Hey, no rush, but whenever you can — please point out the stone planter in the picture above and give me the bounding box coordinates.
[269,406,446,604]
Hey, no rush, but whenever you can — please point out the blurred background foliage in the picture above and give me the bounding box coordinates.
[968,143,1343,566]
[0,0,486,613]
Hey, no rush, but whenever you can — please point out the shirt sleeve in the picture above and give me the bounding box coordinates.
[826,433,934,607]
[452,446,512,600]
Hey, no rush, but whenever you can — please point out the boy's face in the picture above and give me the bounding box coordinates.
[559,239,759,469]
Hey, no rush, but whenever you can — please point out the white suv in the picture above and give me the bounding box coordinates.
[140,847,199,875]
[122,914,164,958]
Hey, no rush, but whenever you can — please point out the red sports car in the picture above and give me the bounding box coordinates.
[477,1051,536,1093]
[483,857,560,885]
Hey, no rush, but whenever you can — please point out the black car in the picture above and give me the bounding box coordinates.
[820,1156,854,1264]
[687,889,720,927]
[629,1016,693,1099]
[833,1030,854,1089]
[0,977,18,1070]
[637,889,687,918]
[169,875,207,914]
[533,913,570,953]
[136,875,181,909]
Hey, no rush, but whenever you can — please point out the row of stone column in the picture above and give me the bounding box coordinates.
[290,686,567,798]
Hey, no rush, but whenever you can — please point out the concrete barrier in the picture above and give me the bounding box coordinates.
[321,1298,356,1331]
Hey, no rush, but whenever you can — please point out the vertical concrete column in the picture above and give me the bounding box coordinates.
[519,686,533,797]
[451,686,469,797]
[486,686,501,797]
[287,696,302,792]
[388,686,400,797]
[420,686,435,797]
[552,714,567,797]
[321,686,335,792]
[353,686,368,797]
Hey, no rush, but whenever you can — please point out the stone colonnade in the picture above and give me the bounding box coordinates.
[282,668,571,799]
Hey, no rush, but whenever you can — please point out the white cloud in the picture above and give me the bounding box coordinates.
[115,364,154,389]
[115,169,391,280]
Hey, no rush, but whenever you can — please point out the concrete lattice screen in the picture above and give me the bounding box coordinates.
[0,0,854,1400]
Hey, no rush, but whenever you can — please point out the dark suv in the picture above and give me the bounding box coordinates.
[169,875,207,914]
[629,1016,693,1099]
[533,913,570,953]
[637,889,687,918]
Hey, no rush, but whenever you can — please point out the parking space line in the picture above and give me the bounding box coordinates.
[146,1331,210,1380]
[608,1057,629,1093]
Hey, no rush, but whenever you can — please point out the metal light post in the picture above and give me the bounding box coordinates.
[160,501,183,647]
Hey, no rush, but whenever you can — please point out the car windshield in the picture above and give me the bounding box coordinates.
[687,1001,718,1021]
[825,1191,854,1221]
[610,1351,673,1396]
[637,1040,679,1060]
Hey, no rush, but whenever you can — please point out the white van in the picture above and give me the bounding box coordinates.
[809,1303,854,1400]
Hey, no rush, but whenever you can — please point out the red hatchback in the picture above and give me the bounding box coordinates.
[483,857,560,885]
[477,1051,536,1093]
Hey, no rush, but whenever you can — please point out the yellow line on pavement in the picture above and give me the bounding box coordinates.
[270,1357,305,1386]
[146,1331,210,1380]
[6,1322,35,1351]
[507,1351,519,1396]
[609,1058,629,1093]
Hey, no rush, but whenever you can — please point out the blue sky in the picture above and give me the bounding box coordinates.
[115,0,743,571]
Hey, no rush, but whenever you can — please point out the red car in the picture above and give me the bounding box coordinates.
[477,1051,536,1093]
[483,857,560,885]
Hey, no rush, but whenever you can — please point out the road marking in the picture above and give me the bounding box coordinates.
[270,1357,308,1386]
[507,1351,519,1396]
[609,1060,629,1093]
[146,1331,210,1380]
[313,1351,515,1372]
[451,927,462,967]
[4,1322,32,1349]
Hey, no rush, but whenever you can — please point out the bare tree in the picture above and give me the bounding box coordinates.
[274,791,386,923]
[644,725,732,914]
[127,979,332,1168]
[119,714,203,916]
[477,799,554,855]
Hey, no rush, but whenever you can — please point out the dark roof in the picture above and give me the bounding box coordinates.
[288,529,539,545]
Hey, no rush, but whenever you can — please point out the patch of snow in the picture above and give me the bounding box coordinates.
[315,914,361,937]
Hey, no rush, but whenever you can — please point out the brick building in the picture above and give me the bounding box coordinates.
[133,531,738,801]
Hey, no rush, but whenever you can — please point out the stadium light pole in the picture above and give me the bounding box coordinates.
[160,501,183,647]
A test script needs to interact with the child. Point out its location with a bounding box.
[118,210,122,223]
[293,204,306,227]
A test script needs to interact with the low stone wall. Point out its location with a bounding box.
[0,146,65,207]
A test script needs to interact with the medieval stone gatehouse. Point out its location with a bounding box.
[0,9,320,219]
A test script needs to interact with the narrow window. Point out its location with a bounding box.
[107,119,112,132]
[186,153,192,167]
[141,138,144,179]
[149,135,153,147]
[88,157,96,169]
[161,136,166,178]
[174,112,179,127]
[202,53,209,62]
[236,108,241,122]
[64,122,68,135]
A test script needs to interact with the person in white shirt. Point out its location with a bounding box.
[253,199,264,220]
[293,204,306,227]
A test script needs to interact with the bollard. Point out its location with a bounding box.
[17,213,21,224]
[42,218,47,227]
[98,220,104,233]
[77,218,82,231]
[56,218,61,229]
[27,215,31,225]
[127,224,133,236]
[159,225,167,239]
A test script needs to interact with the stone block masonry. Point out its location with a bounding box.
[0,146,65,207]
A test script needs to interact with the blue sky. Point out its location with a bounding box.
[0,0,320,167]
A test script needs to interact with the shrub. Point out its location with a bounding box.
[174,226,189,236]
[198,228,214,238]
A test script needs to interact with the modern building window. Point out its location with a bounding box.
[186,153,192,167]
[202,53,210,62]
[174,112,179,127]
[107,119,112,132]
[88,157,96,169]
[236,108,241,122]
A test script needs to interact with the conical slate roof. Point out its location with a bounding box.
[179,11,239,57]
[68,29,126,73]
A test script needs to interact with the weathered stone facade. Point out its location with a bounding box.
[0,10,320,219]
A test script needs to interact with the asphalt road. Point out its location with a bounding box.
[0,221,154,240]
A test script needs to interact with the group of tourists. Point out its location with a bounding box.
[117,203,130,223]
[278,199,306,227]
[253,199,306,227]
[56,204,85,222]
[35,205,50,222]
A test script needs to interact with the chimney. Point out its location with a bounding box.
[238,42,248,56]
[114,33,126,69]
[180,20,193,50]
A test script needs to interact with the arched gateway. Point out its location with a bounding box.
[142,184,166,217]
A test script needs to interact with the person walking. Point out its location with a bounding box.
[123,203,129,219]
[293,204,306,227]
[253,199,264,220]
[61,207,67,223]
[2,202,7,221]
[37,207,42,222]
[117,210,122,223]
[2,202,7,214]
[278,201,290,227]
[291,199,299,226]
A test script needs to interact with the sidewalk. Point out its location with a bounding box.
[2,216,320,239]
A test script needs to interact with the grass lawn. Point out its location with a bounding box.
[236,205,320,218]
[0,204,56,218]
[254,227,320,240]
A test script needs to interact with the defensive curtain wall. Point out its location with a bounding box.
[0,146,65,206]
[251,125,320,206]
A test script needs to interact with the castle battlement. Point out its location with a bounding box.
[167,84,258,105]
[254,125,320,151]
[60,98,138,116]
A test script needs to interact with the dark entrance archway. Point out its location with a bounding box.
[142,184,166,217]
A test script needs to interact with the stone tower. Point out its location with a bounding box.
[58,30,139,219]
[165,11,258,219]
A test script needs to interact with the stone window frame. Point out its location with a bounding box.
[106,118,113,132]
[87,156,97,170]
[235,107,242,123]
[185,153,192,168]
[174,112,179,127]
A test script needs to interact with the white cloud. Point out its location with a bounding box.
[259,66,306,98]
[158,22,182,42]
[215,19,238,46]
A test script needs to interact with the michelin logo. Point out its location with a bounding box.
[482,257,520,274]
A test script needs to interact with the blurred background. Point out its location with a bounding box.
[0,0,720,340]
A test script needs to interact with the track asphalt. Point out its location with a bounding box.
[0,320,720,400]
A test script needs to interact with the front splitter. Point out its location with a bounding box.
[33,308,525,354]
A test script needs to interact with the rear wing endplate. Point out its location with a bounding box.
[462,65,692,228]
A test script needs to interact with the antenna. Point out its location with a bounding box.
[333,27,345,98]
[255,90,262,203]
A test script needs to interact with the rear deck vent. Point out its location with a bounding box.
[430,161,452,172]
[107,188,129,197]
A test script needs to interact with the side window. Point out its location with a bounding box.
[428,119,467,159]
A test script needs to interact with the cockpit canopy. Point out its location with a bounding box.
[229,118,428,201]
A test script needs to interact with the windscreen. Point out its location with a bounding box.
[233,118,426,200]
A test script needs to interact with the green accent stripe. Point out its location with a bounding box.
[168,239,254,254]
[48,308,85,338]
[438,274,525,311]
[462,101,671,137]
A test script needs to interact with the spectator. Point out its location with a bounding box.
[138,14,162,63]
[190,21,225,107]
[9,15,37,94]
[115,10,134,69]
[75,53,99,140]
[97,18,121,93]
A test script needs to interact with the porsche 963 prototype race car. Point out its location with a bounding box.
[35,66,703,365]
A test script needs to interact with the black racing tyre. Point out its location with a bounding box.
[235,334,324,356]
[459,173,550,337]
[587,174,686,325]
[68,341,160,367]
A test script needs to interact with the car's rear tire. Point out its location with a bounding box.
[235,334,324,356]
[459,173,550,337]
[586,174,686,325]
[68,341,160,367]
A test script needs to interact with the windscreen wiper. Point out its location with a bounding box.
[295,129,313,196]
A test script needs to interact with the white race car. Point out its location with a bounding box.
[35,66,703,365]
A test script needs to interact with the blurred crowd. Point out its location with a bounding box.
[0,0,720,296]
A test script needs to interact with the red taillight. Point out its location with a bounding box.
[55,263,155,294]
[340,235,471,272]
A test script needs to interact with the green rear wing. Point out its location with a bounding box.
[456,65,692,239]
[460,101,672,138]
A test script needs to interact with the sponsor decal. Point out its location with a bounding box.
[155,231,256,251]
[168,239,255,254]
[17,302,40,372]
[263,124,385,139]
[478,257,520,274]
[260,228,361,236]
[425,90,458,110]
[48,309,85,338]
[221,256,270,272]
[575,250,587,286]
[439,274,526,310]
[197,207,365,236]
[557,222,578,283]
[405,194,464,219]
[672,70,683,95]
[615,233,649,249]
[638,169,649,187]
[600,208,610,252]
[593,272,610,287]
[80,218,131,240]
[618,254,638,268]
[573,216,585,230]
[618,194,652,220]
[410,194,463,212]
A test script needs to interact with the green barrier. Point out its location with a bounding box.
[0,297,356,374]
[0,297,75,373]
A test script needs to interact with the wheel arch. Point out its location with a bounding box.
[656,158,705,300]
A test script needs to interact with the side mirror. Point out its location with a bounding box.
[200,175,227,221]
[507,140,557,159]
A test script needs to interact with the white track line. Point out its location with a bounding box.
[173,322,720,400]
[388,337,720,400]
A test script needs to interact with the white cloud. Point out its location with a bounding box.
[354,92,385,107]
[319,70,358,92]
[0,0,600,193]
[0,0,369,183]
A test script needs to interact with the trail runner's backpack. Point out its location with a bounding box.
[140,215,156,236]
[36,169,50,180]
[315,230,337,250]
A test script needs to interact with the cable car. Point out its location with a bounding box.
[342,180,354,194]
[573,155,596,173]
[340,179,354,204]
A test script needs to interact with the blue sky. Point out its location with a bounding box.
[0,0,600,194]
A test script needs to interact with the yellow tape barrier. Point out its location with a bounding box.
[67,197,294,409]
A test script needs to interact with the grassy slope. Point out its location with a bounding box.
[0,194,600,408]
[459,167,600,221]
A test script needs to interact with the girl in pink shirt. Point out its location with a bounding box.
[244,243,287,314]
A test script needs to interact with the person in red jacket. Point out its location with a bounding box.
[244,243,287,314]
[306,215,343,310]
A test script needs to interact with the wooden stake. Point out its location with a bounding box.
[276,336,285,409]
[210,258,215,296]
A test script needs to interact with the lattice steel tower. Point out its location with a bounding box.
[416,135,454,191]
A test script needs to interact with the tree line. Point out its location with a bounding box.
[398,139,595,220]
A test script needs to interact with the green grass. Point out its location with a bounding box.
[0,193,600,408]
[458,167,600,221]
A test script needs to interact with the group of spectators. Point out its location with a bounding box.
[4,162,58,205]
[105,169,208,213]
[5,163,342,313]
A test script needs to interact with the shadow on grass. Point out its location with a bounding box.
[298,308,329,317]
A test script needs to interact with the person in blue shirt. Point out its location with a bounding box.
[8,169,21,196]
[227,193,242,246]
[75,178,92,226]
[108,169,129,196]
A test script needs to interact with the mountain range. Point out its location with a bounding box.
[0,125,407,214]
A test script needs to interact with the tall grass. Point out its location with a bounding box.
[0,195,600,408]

> Task to carry out: Turn the stretch of data from the line containing "out the boy's" through the line containing "[353,686,368,797]" into a JSON list of strings, one string per line, skipping any blank lines.

> Solved problem:
[
  "Hey, no rush, but whenever you can — please point out the boy's face in the picture above and give me the bounding box coordinates.",
  "[559,239,759,469]",
  "Hey, no rush, but whenever you can — please point out the white suv in the picture above and give me the bounding box coordinates.",
  "[140,847,199,875]",
  "[122,914,164,958]",
  "Hey, no rush, but whenever you can — please point out the red sports car in the picture above and give me the bounding box coordinates.",
  "[477,1051,536,1093]",
  "[483,857,560,885]",
  "Hey, no rush, but whenever you can — please point out the black car in the picture above and give me the bounding box coordinates.",
  "[820,1156,854,1264]",
  "[687,889,720,927]",
  "[629,1016,693,1099]",
  "[833,1030,854,1089]",
  "[0,977,18,1070]",
  "[637,889,687,918]",
  "[169,875,207,914]",
  "[533,913,570,953]",
  "[136,875,181,909]",
  "Hey, no rush, but whenever you can — please point out the row of stone column in the picture above and give me the bounding box coordinates.",
  "[290,686,567,798]",
  "Hey, no rush, but whenever you can — please point out the concrete barrier in the picture above and give me the bounding box coordinates.",
  "[321,1298,356,1331]",
  "Hey, no rush, but whenever you can — please point out the vertical concrete column in the picture above and give me the bounding box coordinates.",
  "[519,686,533,797]",
  "[451,686,469,797]",
  "[486,686,501,797]",
  "[287,696,302,792]",
  "[388,686,400,797]",
  "[420,686,435,797]",
  "[552,714,567,797]",
  "[321,686,335,792]",
  "[353,686,368,797]"
]